QUOTED PASSAGE |
▬▬▬▬▬▬▬▬▬▬

I'll do that. Yeah my weight fluctuates too throughout the day too but usually only about 5lbs give or take. Noted, because I do freak out about weight increase lol... I usually weigh myself probably 5 times a day because of my nerves, but I'll try to limit myself to once a week like you say.


----------



## CJ (Sep 7, 2019)

I'll say the opposite. Weigh yourself every morning, after going to the bathroom. Take the 7 weigh-ins and average it out. That's your weight for the week. It'll smooth out any weird day to day weight fluctuations, which as you know, can be several pounds different in a day.


----------



## Poyne Dexter (Sep 7, 2019)

CJ275 said:


> I'll say the opposite. Weigh yourself every morning, after going to the bathroom. Take the 7 weigh-ins and average it out. That's your weight for the week. It'll smooth out any weird day to day weight fluctuations, which as you know, can be several pounds different in a day.



Now I'm conflicted lol


----------



## CJ (Sep 7, 2019)

Imagine if you had 6 good weigh-ins In a week, but 1 bad one. Now what if that 1 bad one happened to be the only time you weighed yourself for the week. You might make an unnecessary change, or just be bummed out.

Works in reverse too, 6 bad and only 1 good. You think you're OK iif you only saw the good one. 

Just don't worry about day to day differences, they're meaningless on their own. They're just single data points, you're looking for trend over time.


----------



## Poyne Dexter (Sep 7, 2019)

CJ275 said:


> Imagine if you had 6 good weigh-ins In a week, but 1 bad one. Now what if that 1 bad one happened to be the only time you weighed yourself for the week. You might make an unnecessary change, or just be bummed out.
> 
> Works in reverse too, 6 bad and only 1 good. You think you're OK iif you only saw the good one.
> 
> Just don't worry about day to day differences, they're meaningless on their own. They're just single data points, you're looking for trend over time.



Okay so weigh every morning but only track and/or worry about my results on a weekly/bi-weekly basis?


----------



## CJ (Sep 7, 2019)

View attachment 8462


I weigh myself almost daily. This is over 2 years worth of data points, since I've switched scales. See how you can see trends?


----------



## Poyne Dexter (Sep 7, 2019)

CJ275 said:


> View attachment 8462
> 
> 
> I weigh myself almost daily. This is over 2 years worth of data points, since I've switched scales. See how you can see trends?

▬▬▬▬▬▬▬▬▬▬

DATASET ROWS |
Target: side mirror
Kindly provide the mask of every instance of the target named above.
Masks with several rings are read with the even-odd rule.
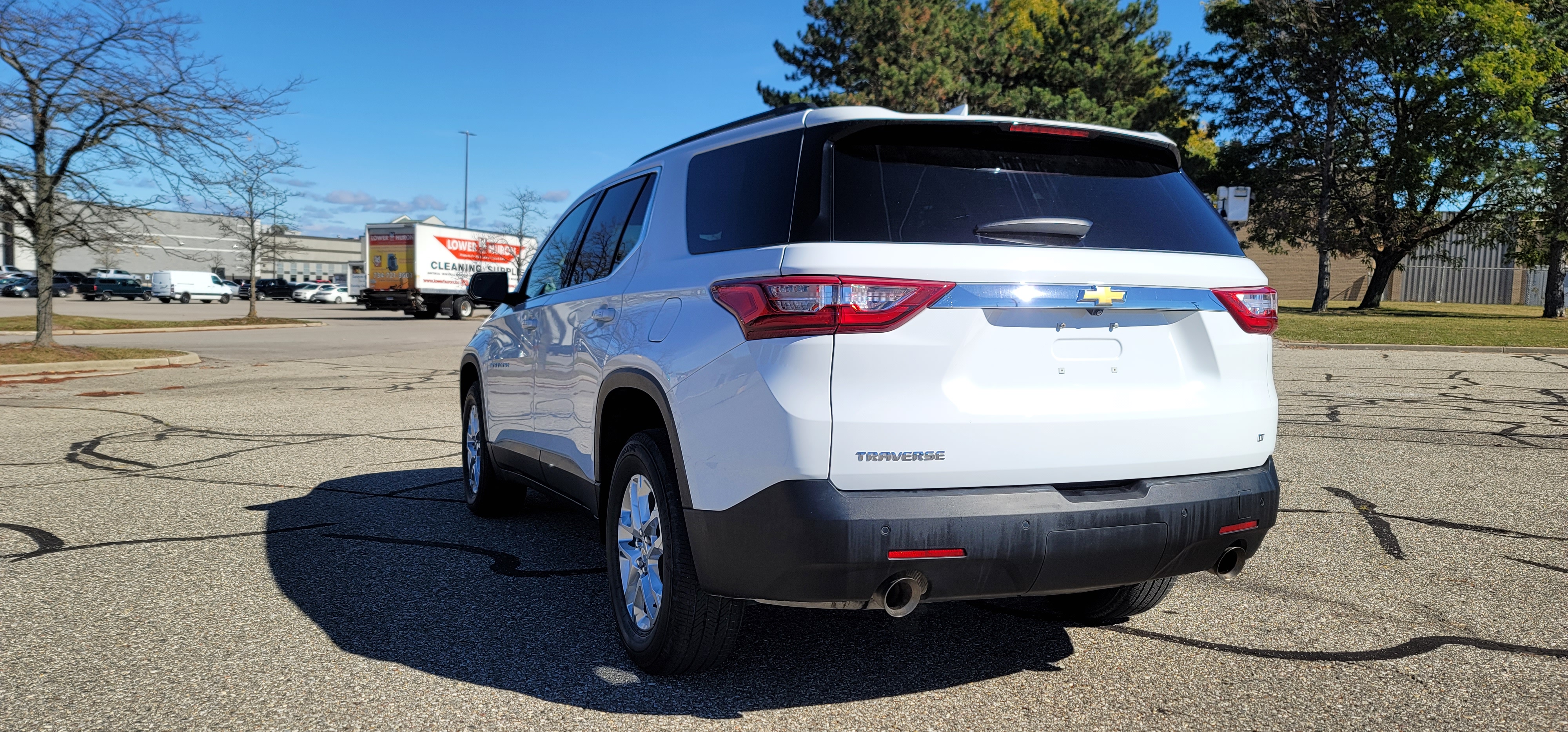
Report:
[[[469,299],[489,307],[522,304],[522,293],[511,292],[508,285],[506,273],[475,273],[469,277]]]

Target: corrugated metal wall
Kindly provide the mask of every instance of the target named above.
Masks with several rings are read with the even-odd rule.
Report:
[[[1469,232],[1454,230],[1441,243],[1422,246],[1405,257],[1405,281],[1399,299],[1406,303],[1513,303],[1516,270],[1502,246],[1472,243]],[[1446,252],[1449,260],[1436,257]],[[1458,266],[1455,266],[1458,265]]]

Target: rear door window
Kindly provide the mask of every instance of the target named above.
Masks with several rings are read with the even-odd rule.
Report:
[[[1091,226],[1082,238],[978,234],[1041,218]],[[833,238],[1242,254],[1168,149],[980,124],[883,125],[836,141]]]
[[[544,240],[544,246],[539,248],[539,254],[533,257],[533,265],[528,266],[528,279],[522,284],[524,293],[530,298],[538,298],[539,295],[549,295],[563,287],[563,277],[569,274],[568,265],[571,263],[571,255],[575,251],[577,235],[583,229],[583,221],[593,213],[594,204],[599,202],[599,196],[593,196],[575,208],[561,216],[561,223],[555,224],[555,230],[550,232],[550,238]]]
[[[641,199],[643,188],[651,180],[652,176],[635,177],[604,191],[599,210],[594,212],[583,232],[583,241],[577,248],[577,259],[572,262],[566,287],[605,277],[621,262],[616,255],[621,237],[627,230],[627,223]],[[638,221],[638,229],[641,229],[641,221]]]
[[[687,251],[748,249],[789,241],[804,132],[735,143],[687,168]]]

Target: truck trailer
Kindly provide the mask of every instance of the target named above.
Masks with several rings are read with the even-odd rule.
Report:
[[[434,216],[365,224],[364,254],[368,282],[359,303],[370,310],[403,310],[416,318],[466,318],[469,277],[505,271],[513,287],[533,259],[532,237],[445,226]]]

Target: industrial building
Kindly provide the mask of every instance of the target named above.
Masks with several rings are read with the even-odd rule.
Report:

▬▬▬▬▬▬▬▬▬▬

GIVEN PROBLEM 1 | In the weigh-in thread, how does CJ say to arrive at your weight for the week?
GIVEN PROBLEM 2 | From the weigh-in thread, quote the part that opens with the words containing "I'll do that." and closes with "like you say.".
The rows have no role in this exercise.

FULL RESPONSE 1 | Weigh yourself every morning after going to the bathroom, then average the 7 weigh-ins.

FULL RESPONSE 2 |
I'll do that. Yeah my weight fluctuates too throughout the day too but usually only about 5lbs give or take. Noted, because I do freak out about weight increase lol... I usually weigh myself probably 5 times a day because of my nerves, but I'll try to limit myself to once a week like you say.